ЧТО СДЕЛАТЬ:
**A)** Перепишите без изменений часть отрывка о театре: начиная со слов «Ходил я тоже» и заканчивая словами «на Малой Никитской.» включительно.
**B)** Определите, согласуются ли с отрывком о театре следующие утверждения. На каждое ответьте «да» или «нет» и приведите решающие слова отрывка в точной цитате.
(i) Попытка Фореггера завоевать постоянную площадку на большой сцене закончилась успешно.
(ii) Небольшой коллектив Фореггера был усилен участием Закушняка.
(iii) Домашний театр располагался в особнячке на Малой Никитской.
**C)** Продолжите отрывок о театре, начав сразу после его последнего предложения.

Ходил я тоже чрезвычайно уродливой походкой, с носками, абсолютно вогнутыми друг к другу в одну линию, что придавало занятный характер фигуре и было довольно оригинально, но всего этого далеко не достаточно для решения роли. Попытка Фореггера выйти на большую сцену с одним спектаклем и завоевать постоянную площадку кончилась неудачно. Для этого ни он сам, ни его небольшой коллектив, усиленный участием Закушняка, не были достаточно подготовлены. А главное – ушло то обаяние необычного, домашнего театра, которое привлекало и было по сердцу зрителю в особнячке на Малой Никитской.
Глава ХII
Халтуры, пробы, искания. Калейдоскоп продолжается. Детский театр. Обещание Малиновской. Поступление в Московский Художественный театр. Знакомство с Немировичем-Данченко и Станиславским. Вольный театр. Смутное время для Художественного театра
С первых сезонов после Великого Октября рабочий зритель двинулся в театры. И актеры двинулись к рабочему зрителю в районы.

ПЕРЕЧЕНЬ ЗАПИСЕЙ:
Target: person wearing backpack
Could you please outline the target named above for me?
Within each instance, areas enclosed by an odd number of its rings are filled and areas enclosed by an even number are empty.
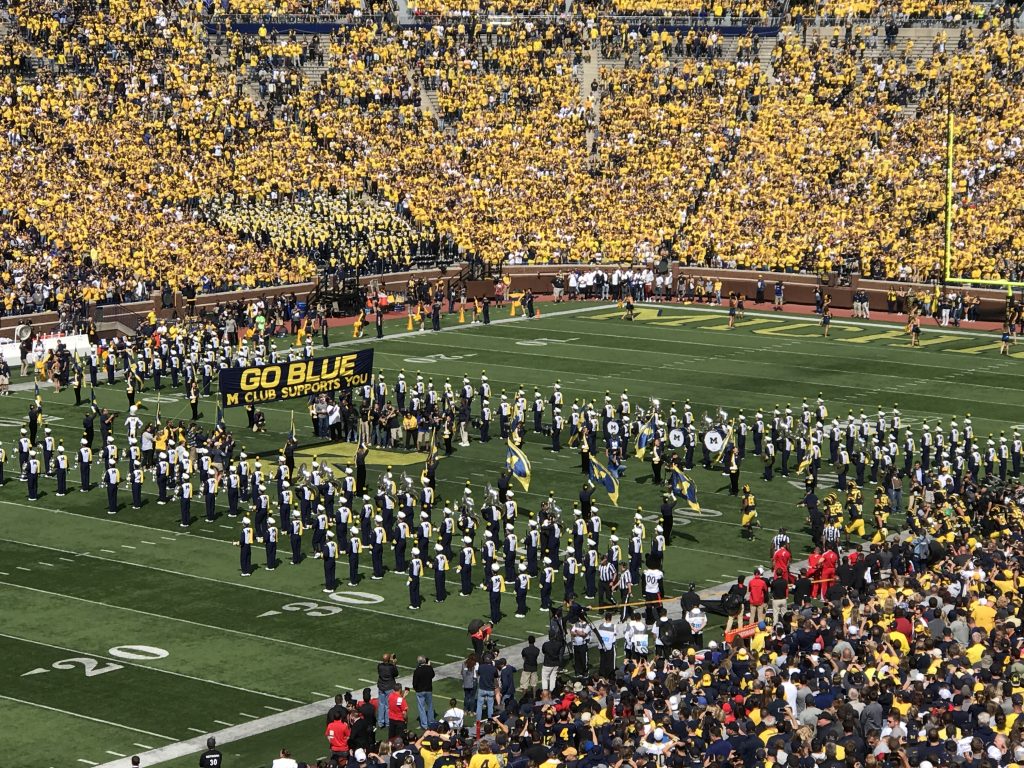
[[[725,634],[732,631],[733,625],[738,629],[743,626],[743,604],[746,601],[746,586],[743,584],[742,574],[736,577],[736,583],[729,588],[722,599],[722,607],[725,608]]]

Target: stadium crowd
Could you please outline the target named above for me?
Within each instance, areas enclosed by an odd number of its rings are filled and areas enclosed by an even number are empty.
[[[998,13],[931,52],[873,22],[801,23],[769,78],[756,35],[723,57],[714,28],[598,10],[367,16],[324,39],[198,24],[223,10],[11,3],[5,313],[294,282],[328,255],[394,268],[441,241],[492,262],[852,262],[929,280],[947,103],[953,272],[1020,276],[1024,42]],[[598,53],[615,58],[581,87]]]

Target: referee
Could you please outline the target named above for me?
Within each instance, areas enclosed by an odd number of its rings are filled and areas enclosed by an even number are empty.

РЕЗУЛЬТАТЫ ВЫПОЛНЕНИЯ:
**A)**
Ходил я тоже чрезвычайно уродливой походкой, с носками, абсолютно вогнутыми друг к другу в одну линию, что придавало занятный характер фигуре и было довольно оригинально, но всего этого далеко не достаточно для решения роли. Попытка Фореггера выйти на большую сцену с одним спектаклем и завоевать постоянную площадку кончилась неудачно. Для этого ни он сам, ни его небольшой коллектив, усиленный участием Закушняка, не были достаточно подготовлены. А главное – ушло то обаяние необычного, домашнего театра, которое привлекало и было по сердцу зрителю в особнячке на Малой Никитской.

**B)**
(i) Нет: «Попытка Фореггера выйти на большую сцену с одним спектаклем и завоевать постоянную площадку кончилась неудачно».
(ii) Да: «его небольшой коллектив, усиленный участием Закушняка».
(iii) Да: «домашнего театра, которое привлекало и было по сердцу зрителю в особнячке на Малой Никитской».

**C)**
Зимой и летом на Страстной площади (ныне Пушкинская площадь), там, где разбит теперь сквер с фонтаном и куда перенесен памятник Пушкину, там, где пустотой зияла бездействовавшая в тот год трамвайная станция, под вечер собиралась странная разношерстная актерская толпа. Тут были актеры, превзошедшие своим видом и Шмагу и Аркашку, тут попадались и солидные актеры и актрисы в старых лисьих шубах и ротондах, закутанные в платки, в валенках; тут мелькали и старые солдатские шинели и овечьи тулупы. Тощие лошади стояли, запряженные в так называемые полки, а зимой в розвальни с наброшенными рогожами.
– Незнамов! Незнамов нужен! – У кого игран Незнамов? – А Шмага? Шмага есть? – Луиза! Луизу к Рогожской заставе! – Леди Мильфорд есть. Скорее собирайтесь, товарищи. – Да что ты, Павел Петрович! Недельный красноармейский паек за Кочкарева тебе мало? – У кого есть революционное в Косино? А ну, товарищи! Революционное! – Осипа!
На Страстной площади кипела, как на базаре, сама собой стихийно возникшая актерская биржа, предвосхитившая и превзошедшая своей оперативностью Посредрабис.
Еще недавно мне рассказывал П. И. Старковский, как группа артистов Незлобинского театра была приглашена в клуб какой-то красногвардейской части играть «Семнадцатилетних». В. И. Лихачев, который должен был играть главную роль Фридера, в последний момент не сумел попасть на поезд, и артисты приехали в часть без него. Играть было нельзя.
– Сколько вас приехало? – спросил комиссар.
– Десять человек, но вот одиннадцатого-то нет, – говорит комиссару Старковский.
– Ничего, десятки хватит. Давайте, товарищи артисты, вас ждут.
Старковский вернулся к товарищам.
– Надо играть.
– Но как же мы будем играть без Фридера? Ты что, с ума сошел! Иди объясни комиссару.
Снова Старковский идет к комиссару.
– Товарищ комиссар, мы играть-то никак не можем, нет артиста на главную роль.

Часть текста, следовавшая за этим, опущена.